* Short exercise a *
Answer these questions about the mailing-list message on the anonymous voting referendum:
(i) What name signs off the reply at the top?
(ii) According to James Henstridge, at most how many seats can each candidate in the foundation election win?
(iii) According to the last quoted paragraph, what is whoever is top of a party list sure of?

* Passage provided *
——————

Re: Anonymous Voting Referendum



Well, actually you could, by weighting votes.  But that's a whole can of
worms :-)

-Rob

On Mon, 2004-09-13 at 13:13 -0400, Daniel Veillard wrote:
> On Mon, Sep 13, 2004 at 03:04:52PM +0100, Alan Cox wrote:
> > On Llu, 2004-09-13 at 15:50, James Henstridge wrote:
> > > Usually proportional representation is used to describe a system where 
> > > the number of seats each party gets is proportional to the number of 
> > > people who voted for them (so if 10% of voters vote for party X, then 
> > > party X gets 10% of the seats).
> > > 
> > > Since each candidate in the foundation election is an independent and 
> > > can win at most one seat, I don't really think proportional 
> > > representation applies here.
> > 
> > If anything the EU suggests that the basic party based form is the worst
> > possible case for the foundation. Party lists mean that whoever is top
> > of the list is sure of a cushy job, whoever is bottom isn't going to.

——————

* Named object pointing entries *
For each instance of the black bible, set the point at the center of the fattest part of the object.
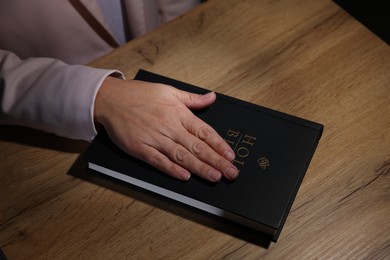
(273, 151)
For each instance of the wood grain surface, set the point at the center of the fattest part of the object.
(303, 57)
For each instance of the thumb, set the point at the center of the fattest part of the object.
(196, 101)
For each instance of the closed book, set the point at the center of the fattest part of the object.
(273, 151)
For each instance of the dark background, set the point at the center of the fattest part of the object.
(374, 14)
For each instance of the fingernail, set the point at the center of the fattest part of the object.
(231, 172)
(185, 176)
(229, 155)
(214, 175)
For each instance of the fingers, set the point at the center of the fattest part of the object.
(164, 164)
(195, 101)
(194, 155)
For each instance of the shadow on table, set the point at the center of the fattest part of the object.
(39, 139)
(79, 170)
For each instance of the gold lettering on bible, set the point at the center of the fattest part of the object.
(242, 144)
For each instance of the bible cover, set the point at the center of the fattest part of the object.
(273, 151)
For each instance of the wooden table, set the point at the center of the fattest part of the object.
(307, 58)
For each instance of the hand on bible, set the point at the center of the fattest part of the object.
(153, 122)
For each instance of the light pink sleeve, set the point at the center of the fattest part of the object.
(49, 95)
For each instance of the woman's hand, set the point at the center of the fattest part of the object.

——————

* Short exercise b *
Write out the stretch of the records from the line containing "For each instance of the fingernail, set" through the end of the records, requests included. Increase every point coordinate in the answers by 98.

* Finished answer a *
(i) Rob
(ii) One seat
(iii) A cushy job

* Finished answer b *
For each instance of the fingernail, set the point at the center of the fattest part of the object.
(329, 270)
(283, 274)
(327, 253)
(312, 273)
For each instance of the fingers, set the point at the center of the fattest part of the object.
(262, 262)
(293, 199)
(292, 253)
For each instance of the shadow on table, set the point at the center of the fattest part of the object.
(137, 237)
(177, 268)
For each instance of the gold lettering on bible, set the point at the center of the fattest part of the object.
(340, 242)
For each instance of the bible cover, set the point at the center of the fattest part of the object.
(371, 249)
For each instance of the wooden table, set the point at the center of the fattest part of the object.
(405, 156)
For each instance of the hand on bible, set the point at the center of the fattest part of the object.
(251, 220)
For each instance of the light pink sleeve, set the point at the center of the fattest part of the object.
(147, 193)
For each instance of the woman's hand, set the point at the center of the fattest part of the object.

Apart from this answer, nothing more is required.